• [Exercise description] Retype each entry below exactly as it stands.

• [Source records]

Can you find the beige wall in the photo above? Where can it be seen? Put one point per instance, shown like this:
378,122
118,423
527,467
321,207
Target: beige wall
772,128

• [Solution]
Can you find the beige wall in the photo above? Where can it be seen? Put one point per instance, shown like this:
378,122
118,423
527,467
321,207
Target: beige wall
772,128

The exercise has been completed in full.